**Extract to read**
13 Considering Prior Distributions

One of the most commonly asked questions when one first encounters Bayesian statistics is “how do we choose a prior?” While there is never one “perfect” prior in any situation, we’ll noew discuss some issues to consider when choosing a prior. But first, here are a few big picture ideas to keep in mind:

Bayesian inference is based on the posterior distribution, not the prior. Therefore, the posterior requires much more attention than the prior.
The prior is only one part of the Bayesian model.
In many situations, the posterior distribution is not too sensitive to reasonable changes in prior.
Any statistical analysis is inherently subjective. Priors and Bayesian data analysis are no more inherently subjective than any of the myriad other assumptions made in statistical analysis.
Both Bayesian and frequentist are valid approaches to statistical analyses, each with advantages and disadvantages.
There are some issues with frequentist approaches that incorporating a prior distribution and adopting a Bayesian approach alleviates.

Example 13.1 Tamika is a basketball player who throughout her career has had a probability of 0.5 of making any three point attempt. However, her coach is afraid that her three point shooting has gotten worse. To check this, the coach has Tamika shoot a series of three pointers; she makes 7 out of 24. Does the coach have evidence that Tamika has gotten worse?

**Brief**
Answer these questions using the section on prior distributions:
1. On which distribution is Bayesian inference based?
2. Throughout her career, what has Tamika's probability been of making any three point attempt?
3. How many of her 24 three pointers did Tamika make for her coach?
The listing after the section on prior distributions is separate material.

**Supplied entries**
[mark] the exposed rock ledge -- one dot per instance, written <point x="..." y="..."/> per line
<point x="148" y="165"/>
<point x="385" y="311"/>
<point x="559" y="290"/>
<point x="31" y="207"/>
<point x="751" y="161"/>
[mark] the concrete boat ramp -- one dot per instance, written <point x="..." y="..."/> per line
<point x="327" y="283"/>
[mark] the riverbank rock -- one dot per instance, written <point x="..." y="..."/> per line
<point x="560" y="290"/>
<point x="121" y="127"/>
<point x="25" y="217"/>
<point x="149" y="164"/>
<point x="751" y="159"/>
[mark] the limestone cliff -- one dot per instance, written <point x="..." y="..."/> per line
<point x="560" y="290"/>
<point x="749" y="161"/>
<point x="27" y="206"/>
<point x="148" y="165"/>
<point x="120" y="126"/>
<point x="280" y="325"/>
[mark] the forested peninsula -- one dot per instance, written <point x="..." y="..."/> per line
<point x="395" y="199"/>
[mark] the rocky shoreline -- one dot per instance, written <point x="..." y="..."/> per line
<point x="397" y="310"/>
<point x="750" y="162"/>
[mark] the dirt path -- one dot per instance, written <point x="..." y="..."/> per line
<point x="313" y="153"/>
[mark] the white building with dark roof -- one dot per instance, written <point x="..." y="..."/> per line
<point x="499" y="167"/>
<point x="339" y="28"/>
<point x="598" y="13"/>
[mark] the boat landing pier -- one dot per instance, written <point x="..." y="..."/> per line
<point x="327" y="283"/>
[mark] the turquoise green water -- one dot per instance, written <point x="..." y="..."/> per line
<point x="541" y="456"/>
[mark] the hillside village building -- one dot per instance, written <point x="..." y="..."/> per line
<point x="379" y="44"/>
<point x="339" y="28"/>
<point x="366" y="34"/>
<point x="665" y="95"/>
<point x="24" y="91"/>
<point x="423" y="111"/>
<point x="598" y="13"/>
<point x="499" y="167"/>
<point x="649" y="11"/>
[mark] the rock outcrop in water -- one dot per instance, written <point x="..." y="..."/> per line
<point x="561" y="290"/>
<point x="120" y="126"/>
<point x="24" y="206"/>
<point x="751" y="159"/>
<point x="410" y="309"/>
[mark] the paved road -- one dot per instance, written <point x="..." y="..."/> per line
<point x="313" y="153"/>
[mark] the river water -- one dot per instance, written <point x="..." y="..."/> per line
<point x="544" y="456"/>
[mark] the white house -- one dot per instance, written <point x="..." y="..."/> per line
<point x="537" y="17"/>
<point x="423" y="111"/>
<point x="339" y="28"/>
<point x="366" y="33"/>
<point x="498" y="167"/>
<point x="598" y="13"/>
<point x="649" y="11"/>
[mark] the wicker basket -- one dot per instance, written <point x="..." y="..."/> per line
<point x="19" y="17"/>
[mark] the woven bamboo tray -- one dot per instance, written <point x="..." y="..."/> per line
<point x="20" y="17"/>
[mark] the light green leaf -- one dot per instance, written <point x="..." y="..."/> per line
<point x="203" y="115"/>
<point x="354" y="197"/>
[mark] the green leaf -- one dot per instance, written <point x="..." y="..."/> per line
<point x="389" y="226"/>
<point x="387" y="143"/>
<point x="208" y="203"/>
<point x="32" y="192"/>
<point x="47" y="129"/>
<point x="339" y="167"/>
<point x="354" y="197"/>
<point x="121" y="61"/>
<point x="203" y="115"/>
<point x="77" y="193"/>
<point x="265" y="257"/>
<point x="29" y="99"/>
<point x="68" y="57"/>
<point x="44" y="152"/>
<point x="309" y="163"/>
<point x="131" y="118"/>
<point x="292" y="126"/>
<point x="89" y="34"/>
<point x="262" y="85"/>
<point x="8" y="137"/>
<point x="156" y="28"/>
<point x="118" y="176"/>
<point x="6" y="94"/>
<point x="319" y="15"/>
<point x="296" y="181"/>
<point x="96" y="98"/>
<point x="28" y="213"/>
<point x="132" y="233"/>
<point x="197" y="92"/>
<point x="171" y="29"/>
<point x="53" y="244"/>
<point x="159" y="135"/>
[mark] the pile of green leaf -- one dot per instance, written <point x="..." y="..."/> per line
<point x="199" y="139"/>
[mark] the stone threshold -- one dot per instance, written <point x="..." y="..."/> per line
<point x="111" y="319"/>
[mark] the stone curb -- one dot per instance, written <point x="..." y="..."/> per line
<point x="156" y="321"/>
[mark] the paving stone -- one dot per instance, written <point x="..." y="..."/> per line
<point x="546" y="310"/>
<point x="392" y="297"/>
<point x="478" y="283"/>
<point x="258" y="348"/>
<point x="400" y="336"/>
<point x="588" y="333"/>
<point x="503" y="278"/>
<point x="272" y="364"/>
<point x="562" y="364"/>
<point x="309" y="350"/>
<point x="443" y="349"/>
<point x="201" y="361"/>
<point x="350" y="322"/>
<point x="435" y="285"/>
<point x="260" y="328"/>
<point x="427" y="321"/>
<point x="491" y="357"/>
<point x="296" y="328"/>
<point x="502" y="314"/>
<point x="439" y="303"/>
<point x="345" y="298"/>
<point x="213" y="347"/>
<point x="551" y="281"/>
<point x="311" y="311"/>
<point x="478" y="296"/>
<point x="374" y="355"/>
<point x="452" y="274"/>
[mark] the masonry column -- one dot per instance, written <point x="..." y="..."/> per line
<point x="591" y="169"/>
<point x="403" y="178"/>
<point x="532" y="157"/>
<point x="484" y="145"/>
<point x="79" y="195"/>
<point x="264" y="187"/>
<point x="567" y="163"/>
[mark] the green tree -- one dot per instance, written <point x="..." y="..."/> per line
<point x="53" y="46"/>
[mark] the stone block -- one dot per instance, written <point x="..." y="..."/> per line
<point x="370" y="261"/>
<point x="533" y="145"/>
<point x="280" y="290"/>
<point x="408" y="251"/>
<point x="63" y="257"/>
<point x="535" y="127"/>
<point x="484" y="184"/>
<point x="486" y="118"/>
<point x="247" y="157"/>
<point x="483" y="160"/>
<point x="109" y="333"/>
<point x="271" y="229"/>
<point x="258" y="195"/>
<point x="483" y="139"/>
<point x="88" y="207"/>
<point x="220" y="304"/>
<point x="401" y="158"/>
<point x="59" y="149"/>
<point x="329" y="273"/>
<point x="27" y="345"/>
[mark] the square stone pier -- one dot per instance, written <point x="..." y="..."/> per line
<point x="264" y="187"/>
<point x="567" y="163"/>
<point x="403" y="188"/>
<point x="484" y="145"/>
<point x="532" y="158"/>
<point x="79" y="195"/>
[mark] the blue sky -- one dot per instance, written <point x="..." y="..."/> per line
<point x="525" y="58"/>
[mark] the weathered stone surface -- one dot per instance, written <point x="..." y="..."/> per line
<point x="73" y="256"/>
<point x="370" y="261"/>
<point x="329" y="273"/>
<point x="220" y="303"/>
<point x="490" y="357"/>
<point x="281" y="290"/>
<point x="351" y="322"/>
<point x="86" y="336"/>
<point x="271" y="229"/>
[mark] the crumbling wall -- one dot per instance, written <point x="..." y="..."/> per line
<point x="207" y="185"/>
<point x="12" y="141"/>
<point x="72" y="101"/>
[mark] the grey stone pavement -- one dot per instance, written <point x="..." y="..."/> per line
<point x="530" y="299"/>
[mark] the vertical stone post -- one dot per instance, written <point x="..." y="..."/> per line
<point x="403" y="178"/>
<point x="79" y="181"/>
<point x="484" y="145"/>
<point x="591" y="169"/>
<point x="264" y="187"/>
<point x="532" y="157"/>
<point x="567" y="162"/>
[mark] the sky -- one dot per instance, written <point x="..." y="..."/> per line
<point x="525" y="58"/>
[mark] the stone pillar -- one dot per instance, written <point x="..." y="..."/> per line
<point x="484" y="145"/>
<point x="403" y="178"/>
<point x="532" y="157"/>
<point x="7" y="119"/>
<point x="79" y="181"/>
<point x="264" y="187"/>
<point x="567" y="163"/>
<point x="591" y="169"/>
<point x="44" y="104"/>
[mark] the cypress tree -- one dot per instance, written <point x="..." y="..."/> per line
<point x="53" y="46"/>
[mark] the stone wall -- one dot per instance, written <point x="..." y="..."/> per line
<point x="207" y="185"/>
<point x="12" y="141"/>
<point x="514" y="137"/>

**Full response**
1. The posterior distribution.
2. 0.5.
3. 7.